--- START Record extracts ---
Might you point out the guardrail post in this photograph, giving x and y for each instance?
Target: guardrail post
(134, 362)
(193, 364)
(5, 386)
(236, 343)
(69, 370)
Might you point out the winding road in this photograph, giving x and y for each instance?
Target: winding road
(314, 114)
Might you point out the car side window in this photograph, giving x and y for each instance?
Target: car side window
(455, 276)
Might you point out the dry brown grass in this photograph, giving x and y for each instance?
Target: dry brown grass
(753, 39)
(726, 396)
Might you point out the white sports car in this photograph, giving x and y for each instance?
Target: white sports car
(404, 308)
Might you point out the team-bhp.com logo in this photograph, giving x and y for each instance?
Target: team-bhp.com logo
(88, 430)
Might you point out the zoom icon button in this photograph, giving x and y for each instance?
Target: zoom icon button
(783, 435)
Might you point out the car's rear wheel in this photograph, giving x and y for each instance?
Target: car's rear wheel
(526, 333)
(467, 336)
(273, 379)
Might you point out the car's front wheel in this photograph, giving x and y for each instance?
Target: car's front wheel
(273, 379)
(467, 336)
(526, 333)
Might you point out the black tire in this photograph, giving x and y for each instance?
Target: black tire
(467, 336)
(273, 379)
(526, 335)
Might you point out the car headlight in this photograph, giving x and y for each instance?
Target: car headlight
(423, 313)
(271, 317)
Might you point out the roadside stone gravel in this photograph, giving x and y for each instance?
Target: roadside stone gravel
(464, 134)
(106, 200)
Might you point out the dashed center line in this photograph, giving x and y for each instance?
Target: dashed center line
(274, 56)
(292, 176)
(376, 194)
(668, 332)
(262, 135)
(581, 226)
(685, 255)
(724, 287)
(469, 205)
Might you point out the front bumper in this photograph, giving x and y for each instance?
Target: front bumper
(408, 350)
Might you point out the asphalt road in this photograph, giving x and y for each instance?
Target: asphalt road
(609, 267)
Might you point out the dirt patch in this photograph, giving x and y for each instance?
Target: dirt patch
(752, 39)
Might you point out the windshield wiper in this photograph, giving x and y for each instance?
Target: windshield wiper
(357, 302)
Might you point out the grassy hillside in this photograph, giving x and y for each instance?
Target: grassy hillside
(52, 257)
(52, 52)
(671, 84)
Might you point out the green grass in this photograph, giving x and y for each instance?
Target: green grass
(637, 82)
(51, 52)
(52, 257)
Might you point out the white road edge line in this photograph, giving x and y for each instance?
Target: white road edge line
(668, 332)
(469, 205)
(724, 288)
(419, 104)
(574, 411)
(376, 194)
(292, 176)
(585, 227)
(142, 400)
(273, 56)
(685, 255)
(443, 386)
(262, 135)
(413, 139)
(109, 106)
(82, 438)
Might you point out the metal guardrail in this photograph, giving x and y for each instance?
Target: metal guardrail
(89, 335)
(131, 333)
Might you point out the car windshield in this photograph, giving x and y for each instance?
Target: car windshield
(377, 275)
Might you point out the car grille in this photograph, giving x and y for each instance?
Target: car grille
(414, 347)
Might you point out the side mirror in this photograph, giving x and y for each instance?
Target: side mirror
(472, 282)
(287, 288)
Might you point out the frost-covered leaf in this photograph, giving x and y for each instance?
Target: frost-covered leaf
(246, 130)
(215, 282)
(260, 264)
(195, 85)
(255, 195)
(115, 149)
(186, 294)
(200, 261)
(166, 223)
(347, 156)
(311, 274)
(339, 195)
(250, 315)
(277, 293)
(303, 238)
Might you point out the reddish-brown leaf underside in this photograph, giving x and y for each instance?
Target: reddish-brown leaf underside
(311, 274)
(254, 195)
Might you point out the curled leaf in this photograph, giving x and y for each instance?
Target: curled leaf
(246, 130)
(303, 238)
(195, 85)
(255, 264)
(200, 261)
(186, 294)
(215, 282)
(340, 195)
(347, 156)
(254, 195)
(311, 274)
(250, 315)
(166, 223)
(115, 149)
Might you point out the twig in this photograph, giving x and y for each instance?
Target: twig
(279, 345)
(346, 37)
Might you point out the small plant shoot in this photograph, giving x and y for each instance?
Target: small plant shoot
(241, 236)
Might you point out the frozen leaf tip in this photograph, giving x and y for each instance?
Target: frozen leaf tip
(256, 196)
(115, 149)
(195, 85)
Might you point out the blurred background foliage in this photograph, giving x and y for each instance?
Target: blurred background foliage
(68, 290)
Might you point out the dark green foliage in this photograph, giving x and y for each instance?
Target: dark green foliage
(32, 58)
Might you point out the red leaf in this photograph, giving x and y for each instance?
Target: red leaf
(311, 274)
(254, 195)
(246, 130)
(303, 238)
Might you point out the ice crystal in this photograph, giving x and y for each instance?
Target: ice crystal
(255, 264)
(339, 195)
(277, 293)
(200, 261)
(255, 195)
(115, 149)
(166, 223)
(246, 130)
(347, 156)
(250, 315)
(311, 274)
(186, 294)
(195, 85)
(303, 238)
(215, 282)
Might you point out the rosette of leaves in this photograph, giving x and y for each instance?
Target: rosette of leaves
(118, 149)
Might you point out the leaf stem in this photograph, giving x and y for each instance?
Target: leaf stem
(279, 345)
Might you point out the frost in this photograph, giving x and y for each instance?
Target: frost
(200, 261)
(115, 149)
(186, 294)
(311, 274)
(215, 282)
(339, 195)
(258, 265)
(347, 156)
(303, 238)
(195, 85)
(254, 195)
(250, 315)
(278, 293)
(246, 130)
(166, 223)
--- END Record extracts ---
#### Directions
Render these lines as a numbered list, leaving out any blank lines.

#### Exercise response
1. Might you point out the guardrail post in this photograph, giving x and y for each instance?
2. Target: guardrail post
3. (134, 362)
4. (193, 364)
5. (5, 386)
6. (236, 343)
7. (69, 370)
8. Might you point out the winding road in this photograph, giving x and y for each instance?
9. Target: winding road
10. (314, 114)
11. Might you point out the car side window in this photograph, giving x and y for each instance?
12. Target: car side window
13. (455, 276)
14. Might you point out the dry brown grass in this photograph, giving x and y for each instance?
15. Target: dry brown grass
16. (753, 39)
17. (726, 396)
18. Might you point out the white sports car in this photograph, giving x and y for each instance?
19. Target: white sports car
20. (404, 308)
21. Might you point out the team-bhp.com logo in this photograph, giving x and y for each instance?
22. Target: team-bhp.com logo
23. (88, 430)
24. Might you point out the zoom icon button in this photograph, giving x and y for each instance?
25. Target: zoom icon button
26. (783, 435)
27. Might you point out the car's rear wheel in this photograph, giving x and y for each instance?
28. Target: car's rear wheel
29. (526, 333)
30. (467, 336)
31. (273, 379)
32. Might you point out the car's front wheel in this photograph, giving x and y for each instance?
33. Target: car's front wheel
34. (273, 379)
35. (467, 336)
36. (526, 333)
37. Might you point out the black tire in this photograph, giving x and y for each instance?
38. Target: black tire
39. (467, 336)
40. (273, 379)
41. (526, 335)
42. Might you point out the car headlight in this photograph, giving x and y for each instance?
43. Target: car headlight
44. (423, 313)
45. (271, 317)
46. Might you point out the roadside stone gravel in this photograph, giving x and y for each instance?
47. Target: roadside stone gravel
48. (464, 134)
49. (106, 200)
50. Might you point out the dashed center line in this photograph, giving x and y for each instance?
51. Target: dashed center line
52. (274, 56)
53. (292, 176)
54. (376, 194)
55. (668, 332)
56. (262, 135)
57. (581, 226)
58. (685, 255)
59. (724, 287)
60. (469, 205)
61. Might you point out the front bumper in this photograph, giving x and y for each instance?
62. Target: front bumper
63. (408, 350)
64. Might you point out the asphalt road in this photograph, giving x and y for each instance?
65. Target: asphalt road
66. (609, 267)
67. Might you point out the dirt patch in this photograph, giving x and y for each instance?
68. Target: dirt patch
69. (752, 39)
70. Might you point out the windshield wiper in this photograph, giving x and y for each instance?
71. Target: windshield wiper
72. (357, 302)
73. Might you point out the grassy hillside in this photograph, giving x and y for each instance?
74. Target: grassy hillside
75. (52, 257)
76. (52, 52)
77. (671, 84)
78. Might you point out the green grass in this photograph, giving x and y for each instance?
79. Target: green grass
80. (637, 82)
81. (51, 52)
82. (52, 257)
83. Might you point out the white road edge line in this photograph, giving x and y for each instance?
84. Target: white road edge line
85. (668, 332)
86. (469, 205)
87. (724, 288)
88. (419, 104)
89. (574, 411)
90. (376, 194)
91. (292, 176)
92. (585, 227)
93. (142, 400)
94. (273, 56)
95. (685, 255)
96. (443, 386)
97. (262, 135)
98. (413, 139)
99. (109, 106)
100. (82, 438)
101. Might you point out the metal guardrail in this photograph, giving x and y for each instance?
102. Target: metal guardrail
103. (89, 335)
104. (131, 333)
105. Might you point out the car windshield in this photograph, giving x and y for each instance?
106. Target: car windshield
107. (377, 275)
108. Might you point out the car grille in this photograph, giving x and y for each instance?
109. Target: car grille
110. (414, 347)
111. Might you point out the side mirror in this photograph, giving x and y for each instance?
112. Target: side mirror
113. (472, 282)
114. (287, 288)
115. Might you point out the frost-covered leaf in this photograph, giving x and y for each instance?
116. Target: frost-covered leaf
117. (246, 130)
118. (215, 282)
119. (260, 264)
120. (195, 85)
121. (255, 195)
122. (115, 149)
123. (186, 294)
124. (200, 261)
125. (166, 223)
126. (347, 156)
127. (311, 274)
128. (339, 195)
129. (250, 315)
130. (277, 293)
131. (303, 238)
132. Might you point out the reddish-brown leaf underside in this photograph, giving x and y for each instance?
133. Target: reddish-brown leaf underside
134. (311, 274)
135. (254, 195)
136. Might you point out the curled leaf in this photograph, giving x and y for each instance?
137. Target: curled leaf
138. (246, 130)
139. (303, 238)
140. (195, 85)
141. (255, 264)
142. (200, 261)
143. (186, 294)
144. (215, 282)
145. (340, 195)
146. (347, 156)
147. (254, 195)
148. (311, 274)
149. (250, 315)
150. (166, 223)
151. (115, 149)
152. Might you point out the twig in this photograph, giving x and y for each instance?
153. Target: twig
154. (279, 345)
155. (346, 37)
156. Might you point out the small plant shoot in this photograph, giving x and y for each instance?
157. Target: small plant shoot
158. (241, 236)
159. Might you point out the frozen leaf tip in this photograph, giving x and y for each instance?
160. Target: frozen leaf tip
161. (256, 196)
162. (115, 149)
163. (195, 85)
164. Might you point out the blurred background foliage in this photograph, giving x and y for each instance?
165. Target: blurred background foliage
166. (68, 290)
167. Might you point out the dark green foliage in this photograph, giving x and y for each instance?
168. Target: dark green foliage
169. (32, 58)
170. Might you point out the red leaf in this photograph, giving x and y for each instance?
171. Target: red leaf
172. (311, 274)
173. (254, 195)
174. (246, 130)
175. (303, 238)
176. Might you point out the ice crystal in this photograph, giving x and y for each instance?
177. Target: ice crystal
178. (255, 264)
179. (339, 195)
180. (277, 293)
181. (200, 261)
182. (255, 195)
183. (115, 149)
184. (166, 223)
185. (246, 130)
186. (347, 156)
187. (250, 315)
188. (311, 274)
189. (186, 294)
190. (195, 85)
191. (303, 238)
192. (215, 282)
193. Might you point out the rosette of leaves in this photograph, giving x and y for each instance?
194. Target: rosette of leaves
195. (118, 149)
196. Might you point out the leaf stem in this photograph, giving x and y for each instance?
197. Target: leaf stem
198. (279, 345)
199. Might you point out the frost in this photograph, giving x and y for each instance?
200. Target: frost
201. (200, 261)
202. (115, 149)
203. (186, 294)
204. (311, 274)
205. (215, 282)
206. (339, 195)
207. (258, 265)
208. (347, 156)
209. (303, 238)
210. (195, 85)
211. (254, 195)
212. (250, 315)
213. (278, 293)
214. (246, 130)
215. (166, 223)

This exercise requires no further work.